Please count the lines in the items below that contain the string "tree", treating uppercase and lowercase as different. Give only the number.
········
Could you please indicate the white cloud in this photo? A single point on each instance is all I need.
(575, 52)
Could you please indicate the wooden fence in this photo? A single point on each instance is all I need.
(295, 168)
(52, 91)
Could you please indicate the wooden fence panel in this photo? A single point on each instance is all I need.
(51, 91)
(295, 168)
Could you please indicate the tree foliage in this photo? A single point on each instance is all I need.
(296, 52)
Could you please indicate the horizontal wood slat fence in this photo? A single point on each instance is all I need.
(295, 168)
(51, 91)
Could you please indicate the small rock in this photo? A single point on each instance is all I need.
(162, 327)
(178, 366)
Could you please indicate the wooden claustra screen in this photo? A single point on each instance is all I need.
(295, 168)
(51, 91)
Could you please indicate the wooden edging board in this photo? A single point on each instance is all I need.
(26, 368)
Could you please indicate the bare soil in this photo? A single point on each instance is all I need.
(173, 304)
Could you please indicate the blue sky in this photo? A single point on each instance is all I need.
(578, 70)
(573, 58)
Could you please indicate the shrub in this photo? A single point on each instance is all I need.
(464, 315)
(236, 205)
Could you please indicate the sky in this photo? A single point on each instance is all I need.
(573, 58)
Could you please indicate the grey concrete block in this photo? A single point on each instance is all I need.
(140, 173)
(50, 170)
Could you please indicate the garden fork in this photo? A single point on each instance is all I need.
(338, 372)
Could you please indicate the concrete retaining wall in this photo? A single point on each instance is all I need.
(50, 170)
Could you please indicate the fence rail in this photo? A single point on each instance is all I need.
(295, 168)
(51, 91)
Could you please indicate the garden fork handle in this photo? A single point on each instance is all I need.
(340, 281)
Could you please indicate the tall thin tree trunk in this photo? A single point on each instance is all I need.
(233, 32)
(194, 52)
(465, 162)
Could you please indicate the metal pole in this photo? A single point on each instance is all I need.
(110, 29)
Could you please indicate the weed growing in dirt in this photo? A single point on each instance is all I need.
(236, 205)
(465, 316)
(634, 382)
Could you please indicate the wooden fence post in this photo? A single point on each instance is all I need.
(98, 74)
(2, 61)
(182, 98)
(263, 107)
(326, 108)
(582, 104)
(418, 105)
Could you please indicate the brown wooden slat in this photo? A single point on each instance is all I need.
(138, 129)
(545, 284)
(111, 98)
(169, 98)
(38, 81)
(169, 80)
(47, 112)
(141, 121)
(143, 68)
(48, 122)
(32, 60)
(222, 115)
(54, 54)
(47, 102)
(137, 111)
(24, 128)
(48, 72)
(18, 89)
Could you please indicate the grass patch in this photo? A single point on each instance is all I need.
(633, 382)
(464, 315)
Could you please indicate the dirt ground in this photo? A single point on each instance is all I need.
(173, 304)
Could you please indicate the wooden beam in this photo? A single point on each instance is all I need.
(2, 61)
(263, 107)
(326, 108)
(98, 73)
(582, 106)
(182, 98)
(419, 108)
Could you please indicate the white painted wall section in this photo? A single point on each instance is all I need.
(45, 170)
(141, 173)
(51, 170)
········
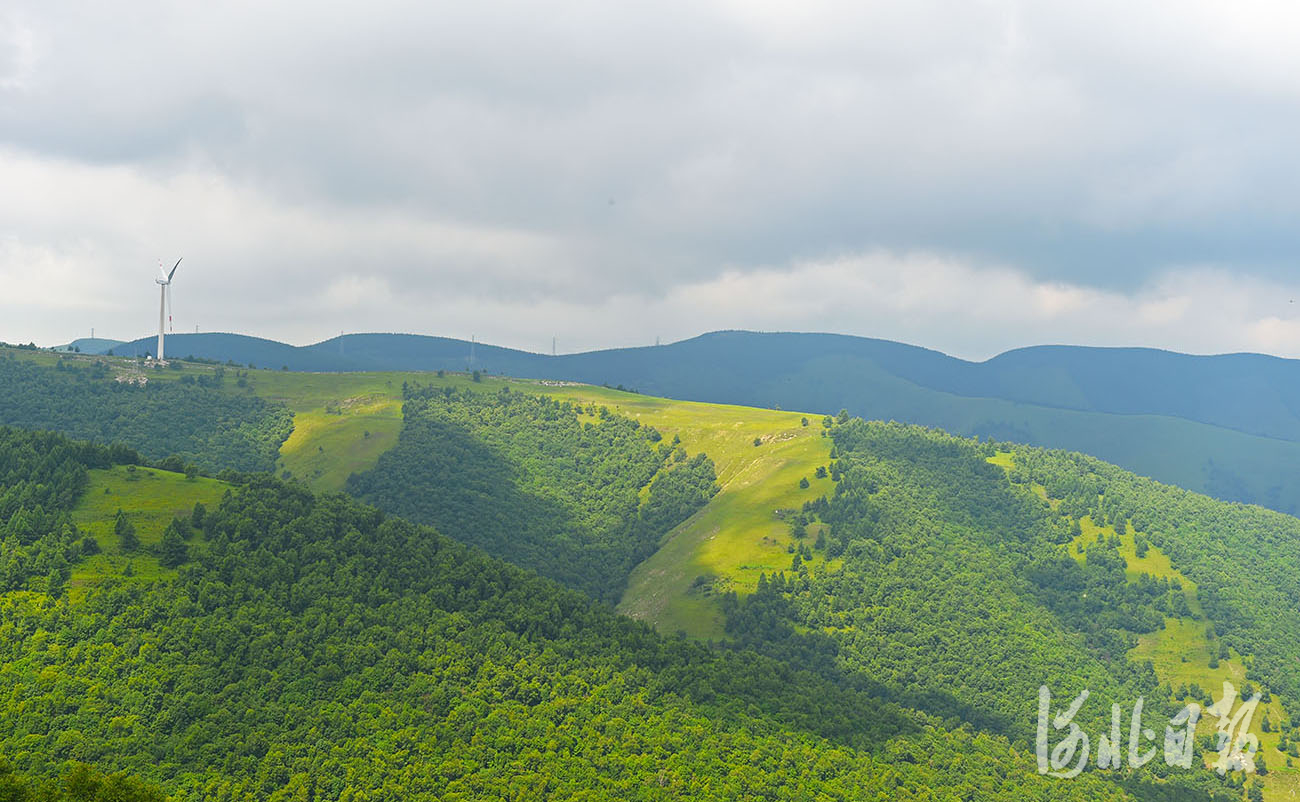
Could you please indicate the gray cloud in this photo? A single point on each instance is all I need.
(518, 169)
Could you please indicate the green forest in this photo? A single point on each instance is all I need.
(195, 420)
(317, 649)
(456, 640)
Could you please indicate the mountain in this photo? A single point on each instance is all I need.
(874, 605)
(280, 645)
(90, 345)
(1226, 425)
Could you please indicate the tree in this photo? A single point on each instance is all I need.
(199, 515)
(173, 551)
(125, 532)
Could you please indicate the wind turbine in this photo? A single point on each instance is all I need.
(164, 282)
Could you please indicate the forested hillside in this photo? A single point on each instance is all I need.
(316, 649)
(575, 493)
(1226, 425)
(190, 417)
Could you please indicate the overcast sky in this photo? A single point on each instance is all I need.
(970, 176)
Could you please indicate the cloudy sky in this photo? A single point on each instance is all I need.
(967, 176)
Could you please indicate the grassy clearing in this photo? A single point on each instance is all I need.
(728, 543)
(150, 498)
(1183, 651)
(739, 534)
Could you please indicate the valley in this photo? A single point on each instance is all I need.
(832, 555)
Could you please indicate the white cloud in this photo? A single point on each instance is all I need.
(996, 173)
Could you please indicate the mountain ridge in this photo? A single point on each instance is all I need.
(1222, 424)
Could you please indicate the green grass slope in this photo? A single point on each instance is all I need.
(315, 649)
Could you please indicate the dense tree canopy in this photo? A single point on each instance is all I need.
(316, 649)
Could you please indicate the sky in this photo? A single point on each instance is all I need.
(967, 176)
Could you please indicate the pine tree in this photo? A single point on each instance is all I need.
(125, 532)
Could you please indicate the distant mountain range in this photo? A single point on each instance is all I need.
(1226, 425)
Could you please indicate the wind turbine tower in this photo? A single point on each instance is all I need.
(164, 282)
········
Written answer :: 5